**ACTIVITY 1:**
Reproduce the passage from the account of Collin's sleep appointment, starting at "When using Stone" and ending at "during the appointment.".
**ACTIVITY 2:**
Decide whether each statement agrees with the account of Collin's sleep appointment, answering yes or no and quoting the deciding words: (a) Keeping Collin on oxygen resolved his central apnea. (b) The doctor raised the possibility of a ventilator. (c) Smiling at jokes is allowed when using Stone Face.
**ACTIVITY 3:**
Continue the account of Collin's sleep appointment from its final sentence.

**TEXT SHOWN:**

--*--

None of my self-talk prepared me for what Dr. Snarky pulled out this time, though. His hope had been that keeping Collin on oxygen for a while would somehow resolve his central apnea issue, but it didn't. Dr. Snarky's conclusion? Collin does not breathe well in his sleep, so this indicates that there is something wrong with the 'respiratory box' in his brain. Therefore, we should talk about the possibility of a ventilator. With a trach. I was, needless to say, speechless. I could feel myself grasping at all of the lifelines I use in tough appointments: "Collin is the same boy he was before I came in here;" "Collin is my son and I am his mother, no matter what;" "There is nothing this doctor can say that will separate me from Collin." It worked to get me grounded, but I still felt an almost frantic disbelief at the fact that we were having this conversation. So, I employed another tactic I've developed over the past two years. I like to call it Stone Face.

When using Stone Face, no facial muscles move other than what is necessary to blink or talk. No smiling at jokes. No frowning at bad news. It's a tough one for me, because I typically prefer to please people by reacting appropriately, but it's also very effective because it continually reminds me that I am simply receiving information, which I will later process and use to make a decision. It's so easy in doctors' offices to get blindsided, react emotionally, and end up crying and unsure of what you even talked about during the appointment.

--*--

**DATA SHOWN:**

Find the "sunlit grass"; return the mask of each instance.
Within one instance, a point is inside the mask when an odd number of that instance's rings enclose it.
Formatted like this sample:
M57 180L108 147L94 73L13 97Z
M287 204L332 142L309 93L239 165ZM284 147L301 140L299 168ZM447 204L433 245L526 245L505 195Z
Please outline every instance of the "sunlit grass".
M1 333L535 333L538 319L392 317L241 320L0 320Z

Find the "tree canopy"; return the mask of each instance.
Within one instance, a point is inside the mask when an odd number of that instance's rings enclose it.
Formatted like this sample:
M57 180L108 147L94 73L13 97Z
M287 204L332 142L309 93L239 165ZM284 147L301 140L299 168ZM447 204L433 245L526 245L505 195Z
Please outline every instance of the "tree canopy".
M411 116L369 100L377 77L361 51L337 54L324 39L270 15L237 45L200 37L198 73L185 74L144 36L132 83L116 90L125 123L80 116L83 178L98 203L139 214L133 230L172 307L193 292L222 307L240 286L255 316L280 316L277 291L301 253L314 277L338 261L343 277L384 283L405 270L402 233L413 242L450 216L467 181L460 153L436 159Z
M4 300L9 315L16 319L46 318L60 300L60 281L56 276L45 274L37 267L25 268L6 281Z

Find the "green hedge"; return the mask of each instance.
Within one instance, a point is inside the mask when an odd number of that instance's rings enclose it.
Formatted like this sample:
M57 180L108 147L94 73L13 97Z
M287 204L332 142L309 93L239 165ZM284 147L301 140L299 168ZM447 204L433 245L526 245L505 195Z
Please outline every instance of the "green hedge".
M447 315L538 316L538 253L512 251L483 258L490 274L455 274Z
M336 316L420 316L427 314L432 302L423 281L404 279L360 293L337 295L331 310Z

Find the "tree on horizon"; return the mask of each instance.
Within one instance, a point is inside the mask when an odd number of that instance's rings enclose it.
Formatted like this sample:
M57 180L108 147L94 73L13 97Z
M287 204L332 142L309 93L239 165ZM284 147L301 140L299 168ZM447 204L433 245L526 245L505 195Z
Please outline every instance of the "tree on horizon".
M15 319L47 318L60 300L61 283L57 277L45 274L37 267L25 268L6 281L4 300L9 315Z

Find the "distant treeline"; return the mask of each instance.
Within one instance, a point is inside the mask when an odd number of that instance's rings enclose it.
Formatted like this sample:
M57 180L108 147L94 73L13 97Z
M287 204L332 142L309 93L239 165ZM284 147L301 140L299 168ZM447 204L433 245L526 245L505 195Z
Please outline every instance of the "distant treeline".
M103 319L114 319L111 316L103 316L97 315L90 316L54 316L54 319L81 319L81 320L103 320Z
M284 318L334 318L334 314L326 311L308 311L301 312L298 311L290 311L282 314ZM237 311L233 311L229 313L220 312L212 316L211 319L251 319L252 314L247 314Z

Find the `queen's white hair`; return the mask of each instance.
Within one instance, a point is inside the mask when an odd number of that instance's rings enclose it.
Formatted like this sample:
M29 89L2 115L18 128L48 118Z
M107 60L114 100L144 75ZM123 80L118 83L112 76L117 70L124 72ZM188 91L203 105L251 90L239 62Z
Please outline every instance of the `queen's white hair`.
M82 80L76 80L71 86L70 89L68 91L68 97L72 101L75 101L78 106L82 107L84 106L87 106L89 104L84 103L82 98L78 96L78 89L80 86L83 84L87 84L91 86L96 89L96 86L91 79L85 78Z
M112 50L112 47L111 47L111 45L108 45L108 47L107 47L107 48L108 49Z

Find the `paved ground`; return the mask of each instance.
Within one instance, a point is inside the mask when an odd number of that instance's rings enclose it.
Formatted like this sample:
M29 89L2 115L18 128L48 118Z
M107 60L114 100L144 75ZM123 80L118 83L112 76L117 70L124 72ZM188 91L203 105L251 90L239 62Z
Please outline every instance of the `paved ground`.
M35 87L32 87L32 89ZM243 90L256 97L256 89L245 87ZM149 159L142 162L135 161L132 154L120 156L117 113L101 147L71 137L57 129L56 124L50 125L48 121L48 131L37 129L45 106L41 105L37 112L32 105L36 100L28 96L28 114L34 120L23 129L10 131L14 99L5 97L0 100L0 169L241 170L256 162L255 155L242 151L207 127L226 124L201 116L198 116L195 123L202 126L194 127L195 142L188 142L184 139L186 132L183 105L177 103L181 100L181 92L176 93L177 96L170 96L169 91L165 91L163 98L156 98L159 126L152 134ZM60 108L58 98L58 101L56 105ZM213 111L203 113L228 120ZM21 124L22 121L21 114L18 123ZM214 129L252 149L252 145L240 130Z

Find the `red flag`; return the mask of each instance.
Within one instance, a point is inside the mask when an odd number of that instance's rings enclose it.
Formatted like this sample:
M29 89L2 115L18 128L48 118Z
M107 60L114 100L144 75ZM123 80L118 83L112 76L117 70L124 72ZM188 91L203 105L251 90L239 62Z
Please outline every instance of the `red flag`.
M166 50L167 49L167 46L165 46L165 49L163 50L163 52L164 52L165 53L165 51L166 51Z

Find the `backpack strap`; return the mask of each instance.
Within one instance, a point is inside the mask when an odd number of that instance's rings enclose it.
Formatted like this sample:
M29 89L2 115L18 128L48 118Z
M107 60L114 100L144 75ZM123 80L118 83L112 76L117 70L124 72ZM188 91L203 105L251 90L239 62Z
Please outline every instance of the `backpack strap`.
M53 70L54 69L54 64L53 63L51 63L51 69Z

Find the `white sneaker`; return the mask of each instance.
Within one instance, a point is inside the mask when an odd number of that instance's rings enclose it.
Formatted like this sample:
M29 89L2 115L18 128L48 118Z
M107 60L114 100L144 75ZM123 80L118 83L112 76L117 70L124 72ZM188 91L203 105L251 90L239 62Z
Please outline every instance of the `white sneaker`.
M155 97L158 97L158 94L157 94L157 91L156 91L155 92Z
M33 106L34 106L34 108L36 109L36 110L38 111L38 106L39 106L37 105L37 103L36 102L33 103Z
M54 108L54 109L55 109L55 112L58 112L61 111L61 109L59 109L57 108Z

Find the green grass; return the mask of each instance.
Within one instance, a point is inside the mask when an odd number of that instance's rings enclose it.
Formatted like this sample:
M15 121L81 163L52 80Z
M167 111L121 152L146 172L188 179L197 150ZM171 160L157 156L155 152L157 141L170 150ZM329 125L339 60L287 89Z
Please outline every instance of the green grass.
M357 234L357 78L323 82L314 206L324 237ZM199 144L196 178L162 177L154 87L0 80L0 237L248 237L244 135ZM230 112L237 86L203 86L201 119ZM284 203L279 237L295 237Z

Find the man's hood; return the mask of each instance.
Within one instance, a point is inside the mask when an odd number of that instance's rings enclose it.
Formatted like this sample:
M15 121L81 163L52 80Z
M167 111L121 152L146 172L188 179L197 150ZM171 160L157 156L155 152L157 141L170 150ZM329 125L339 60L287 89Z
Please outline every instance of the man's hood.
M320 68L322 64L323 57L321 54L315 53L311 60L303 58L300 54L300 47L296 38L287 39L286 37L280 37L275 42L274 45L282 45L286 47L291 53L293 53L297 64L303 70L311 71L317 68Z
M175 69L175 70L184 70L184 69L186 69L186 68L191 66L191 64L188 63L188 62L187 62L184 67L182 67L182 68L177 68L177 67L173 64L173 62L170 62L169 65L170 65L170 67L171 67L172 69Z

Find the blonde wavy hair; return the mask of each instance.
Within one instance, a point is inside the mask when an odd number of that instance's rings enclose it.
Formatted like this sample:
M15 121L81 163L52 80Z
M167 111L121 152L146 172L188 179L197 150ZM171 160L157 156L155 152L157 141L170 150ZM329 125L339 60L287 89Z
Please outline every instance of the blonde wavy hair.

--*--

**EXPECTED OUTPUT 1:**
When using Stone Face, no facial muscles move other than what is necessary to blink or talk. No smiling at jokes. No frowning at bad news. It's a tough one for me, because I typically prefer to please people by reacting appropriately, but it's also very effective because it continually reminds me that I am simply receiving information, which I will later process and use to make a decision. It's so easy in doctors' offices to get blindsided, react emotionally, and end up crying and unsure of what you even talked about during the appointment.

**EXPECTED OUTPUT 2:**
(a) No: "but it didn't."
(b) Yes: "we should talk about the possibility of a ventilator."
(c) No: "No smiling at jokes."

**EXPECTED OUTPUT 3:**
Now, hear me on this: a ventilator would not be the end of the world. I know that. I know fantastic, happy kids who are on ventilators and/or who have trachs and I know we would all be fine. But I think that even the parents of those kids would agree with me that it's not ideal. Just like I would say to any parent facing a g-tube: if you don't have to go there, don't go.

When, at my urging, Dr. Snarky went into some more detail regarding the report, I found that Collin's oxygen saturation levels had actually increased slightly from the previous study, that his respiration rate had improved, and that his CO2 levels had stayed in safe range. Yes, he still had apneas, but being on a tiny, tiny flow of oxygen is enough to take care of the negative effects of those apneas. So, what's the problem? That's exactly what I asked. I couldn't get a satisfactory answer - only vague, scary allusions to a future in which Collin is unable to breathe for himself. So, after over an hour of pushing and questioning and listening, I took my copy of the report, figured out our next step (a tiny dose of caffeine citrate to try to stimulate the 'respiratory box' in his brain), and got the heck out of there. I cried as hard as I could the whole way home, then got home and cried some more to Kyle. And then we ordered pizza and played with Collin and felt much better.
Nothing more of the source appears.